| WORK ORDER |
Find the string "below" in the data, and copy out each line that has it.

| INPUT MATERIAL |
*** Block opens ***

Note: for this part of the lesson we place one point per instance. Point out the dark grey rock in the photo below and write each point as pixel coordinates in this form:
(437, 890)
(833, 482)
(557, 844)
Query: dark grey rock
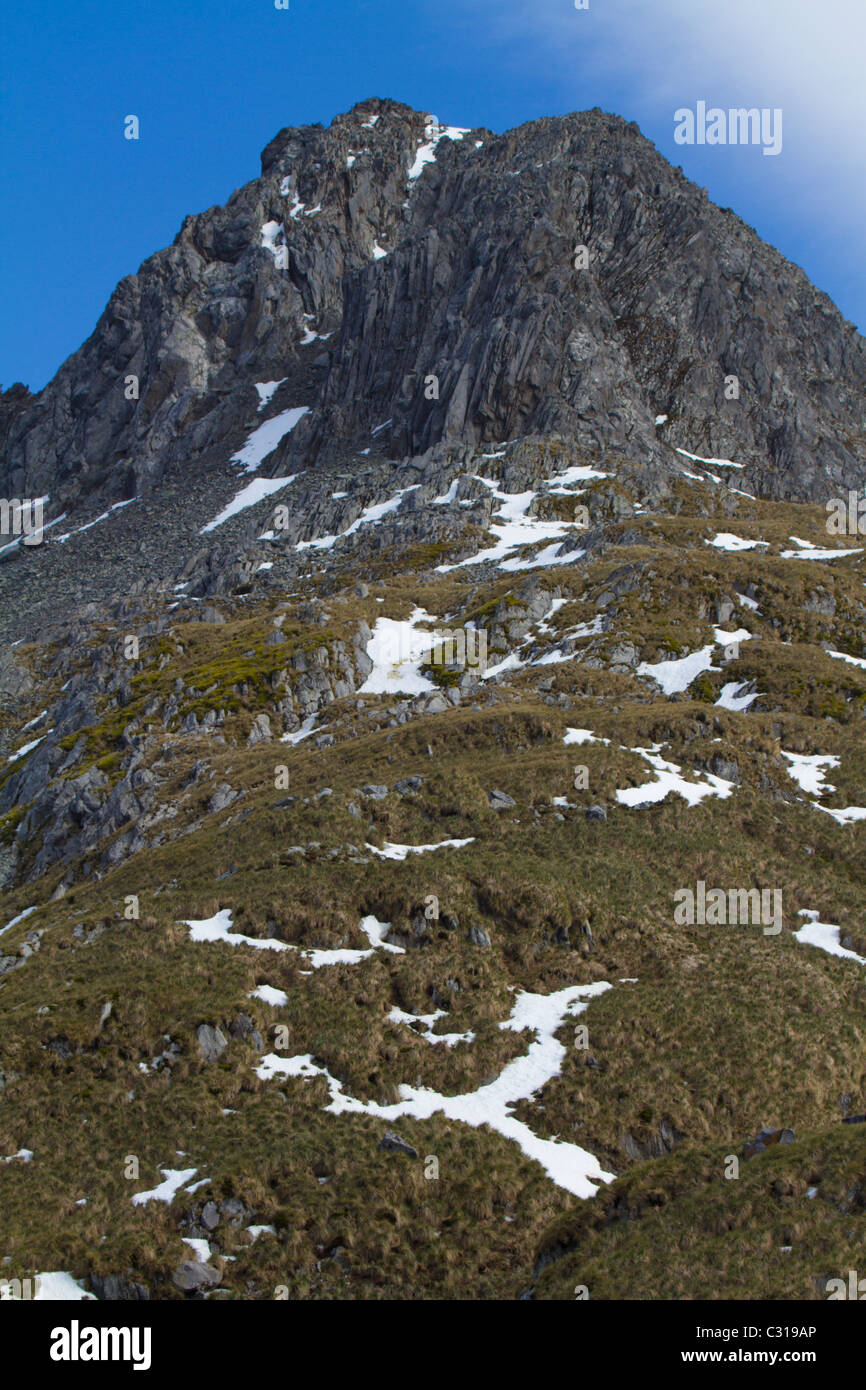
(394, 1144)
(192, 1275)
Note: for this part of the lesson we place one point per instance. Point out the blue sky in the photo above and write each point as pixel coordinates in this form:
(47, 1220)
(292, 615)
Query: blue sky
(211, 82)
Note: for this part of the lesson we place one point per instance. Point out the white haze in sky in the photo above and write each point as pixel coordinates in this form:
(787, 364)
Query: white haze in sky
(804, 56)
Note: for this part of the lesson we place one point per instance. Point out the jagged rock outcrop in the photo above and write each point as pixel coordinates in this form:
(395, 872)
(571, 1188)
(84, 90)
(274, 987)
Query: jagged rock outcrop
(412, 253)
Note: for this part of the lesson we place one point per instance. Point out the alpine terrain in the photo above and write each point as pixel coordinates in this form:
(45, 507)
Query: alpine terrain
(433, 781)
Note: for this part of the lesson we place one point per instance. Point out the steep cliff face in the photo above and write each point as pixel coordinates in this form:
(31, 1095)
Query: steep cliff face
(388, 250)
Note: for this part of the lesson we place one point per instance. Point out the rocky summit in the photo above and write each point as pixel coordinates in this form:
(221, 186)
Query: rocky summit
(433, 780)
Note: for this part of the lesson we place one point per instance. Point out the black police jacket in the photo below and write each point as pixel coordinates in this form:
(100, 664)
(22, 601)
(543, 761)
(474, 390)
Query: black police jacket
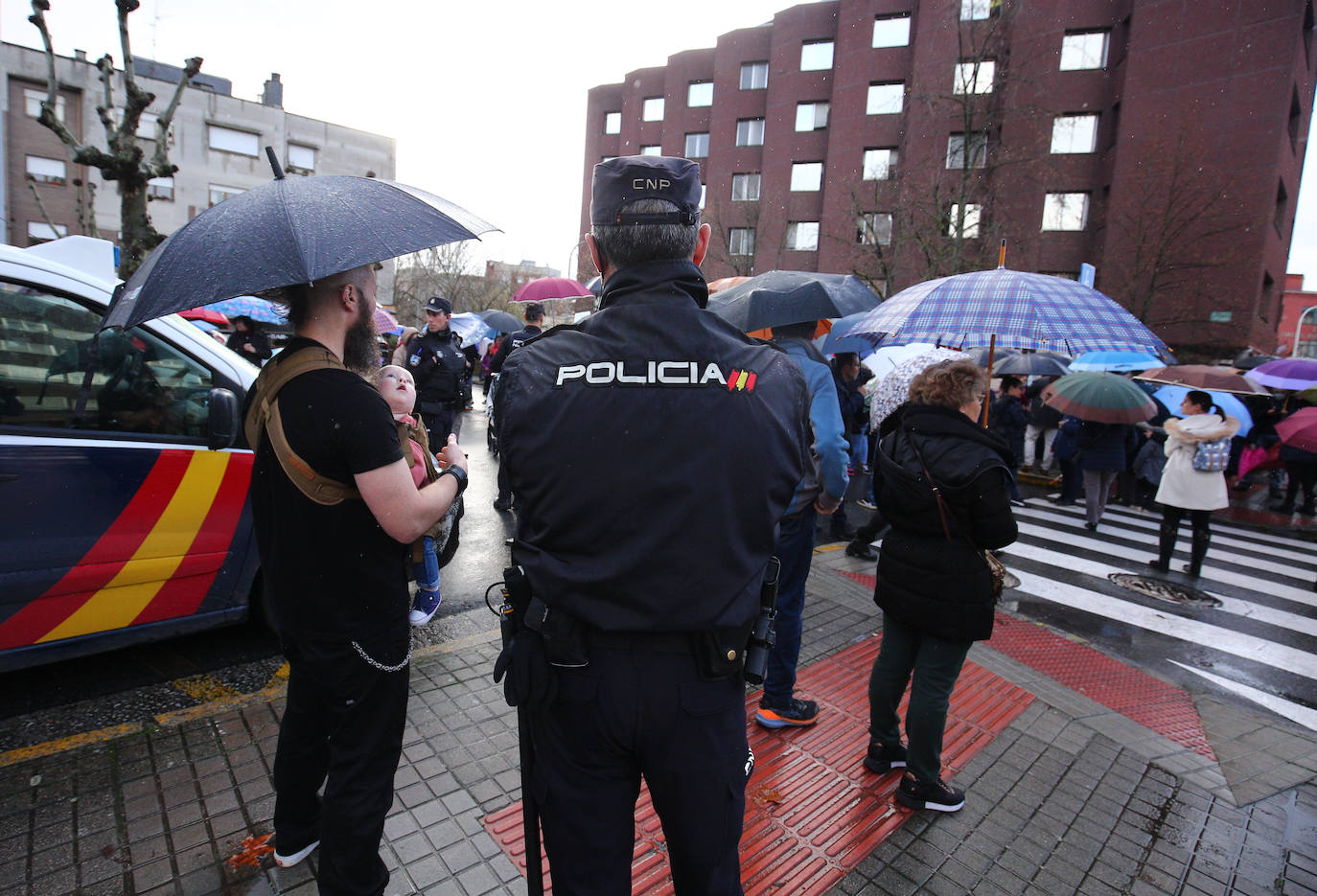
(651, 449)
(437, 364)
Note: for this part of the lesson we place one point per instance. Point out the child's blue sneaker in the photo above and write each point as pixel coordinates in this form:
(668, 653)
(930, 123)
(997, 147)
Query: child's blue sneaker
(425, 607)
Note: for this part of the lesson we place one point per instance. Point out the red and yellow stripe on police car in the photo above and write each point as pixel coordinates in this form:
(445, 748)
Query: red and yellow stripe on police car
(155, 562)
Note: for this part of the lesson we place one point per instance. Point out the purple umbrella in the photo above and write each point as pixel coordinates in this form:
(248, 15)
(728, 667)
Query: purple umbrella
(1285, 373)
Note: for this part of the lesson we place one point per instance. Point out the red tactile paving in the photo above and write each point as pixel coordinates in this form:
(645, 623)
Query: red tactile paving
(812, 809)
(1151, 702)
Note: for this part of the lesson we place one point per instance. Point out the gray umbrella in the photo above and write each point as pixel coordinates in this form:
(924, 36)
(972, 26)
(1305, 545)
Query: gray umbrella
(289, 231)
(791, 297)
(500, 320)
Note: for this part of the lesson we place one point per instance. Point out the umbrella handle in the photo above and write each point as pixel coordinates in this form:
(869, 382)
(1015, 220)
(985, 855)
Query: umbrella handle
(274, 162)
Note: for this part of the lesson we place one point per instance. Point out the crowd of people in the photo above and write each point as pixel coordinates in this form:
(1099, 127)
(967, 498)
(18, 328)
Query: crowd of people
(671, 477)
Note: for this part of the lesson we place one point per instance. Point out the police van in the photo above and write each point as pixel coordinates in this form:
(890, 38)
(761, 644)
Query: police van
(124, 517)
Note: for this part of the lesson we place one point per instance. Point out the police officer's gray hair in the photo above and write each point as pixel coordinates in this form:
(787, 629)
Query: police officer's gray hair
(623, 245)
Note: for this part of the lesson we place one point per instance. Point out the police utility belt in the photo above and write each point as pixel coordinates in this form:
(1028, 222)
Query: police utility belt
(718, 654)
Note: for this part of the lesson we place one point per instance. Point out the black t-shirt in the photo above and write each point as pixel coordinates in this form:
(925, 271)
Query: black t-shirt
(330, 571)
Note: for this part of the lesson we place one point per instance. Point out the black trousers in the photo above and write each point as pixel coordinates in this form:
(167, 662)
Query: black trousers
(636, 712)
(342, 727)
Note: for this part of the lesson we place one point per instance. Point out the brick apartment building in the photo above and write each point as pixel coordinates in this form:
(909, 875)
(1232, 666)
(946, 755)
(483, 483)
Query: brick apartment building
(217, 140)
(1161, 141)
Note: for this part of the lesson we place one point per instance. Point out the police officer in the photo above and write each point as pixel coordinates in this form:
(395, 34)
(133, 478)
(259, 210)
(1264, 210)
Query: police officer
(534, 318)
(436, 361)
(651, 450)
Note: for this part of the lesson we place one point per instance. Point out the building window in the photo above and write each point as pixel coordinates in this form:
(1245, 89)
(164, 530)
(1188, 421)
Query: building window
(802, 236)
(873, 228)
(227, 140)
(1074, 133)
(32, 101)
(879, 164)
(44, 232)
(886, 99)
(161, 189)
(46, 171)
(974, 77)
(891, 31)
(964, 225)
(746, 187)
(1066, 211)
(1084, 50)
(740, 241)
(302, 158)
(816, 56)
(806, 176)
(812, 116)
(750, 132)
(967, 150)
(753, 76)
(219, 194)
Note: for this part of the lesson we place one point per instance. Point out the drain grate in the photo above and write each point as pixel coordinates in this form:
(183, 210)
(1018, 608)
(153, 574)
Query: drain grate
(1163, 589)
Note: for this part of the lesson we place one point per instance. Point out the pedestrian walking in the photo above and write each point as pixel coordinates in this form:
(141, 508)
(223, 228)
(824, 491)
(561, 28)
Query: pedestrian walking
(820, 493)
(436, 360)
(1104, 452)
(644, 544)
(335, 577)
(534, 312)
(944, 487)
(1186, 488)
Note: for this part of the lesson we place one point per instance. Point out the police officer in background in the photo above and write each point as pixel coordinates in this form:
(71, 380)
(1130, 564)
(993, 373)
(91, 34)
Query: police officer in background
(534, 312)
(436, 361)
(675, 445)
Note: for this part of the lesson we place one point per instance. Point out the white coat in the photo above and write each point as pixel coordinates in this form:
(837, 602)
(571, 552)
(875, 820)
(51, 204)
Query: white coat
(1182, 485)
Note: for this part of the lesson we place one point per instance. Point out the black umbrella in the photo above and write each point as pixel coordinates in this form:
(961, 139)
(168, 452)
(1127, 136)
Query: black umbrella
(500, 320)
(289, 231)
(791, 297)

*** Block closes ***

| SOLUTION FOR THIS EXERCISE |
Note: for this part of the lesson we place one point per instance. Point out the dark grey rock in the photo below and write each point as pixel coordinates in this form:
Note: for this part of the lesson we place one point per instance. Point out the black police jacket in the photo below and write each point as pixel coordinates in this form:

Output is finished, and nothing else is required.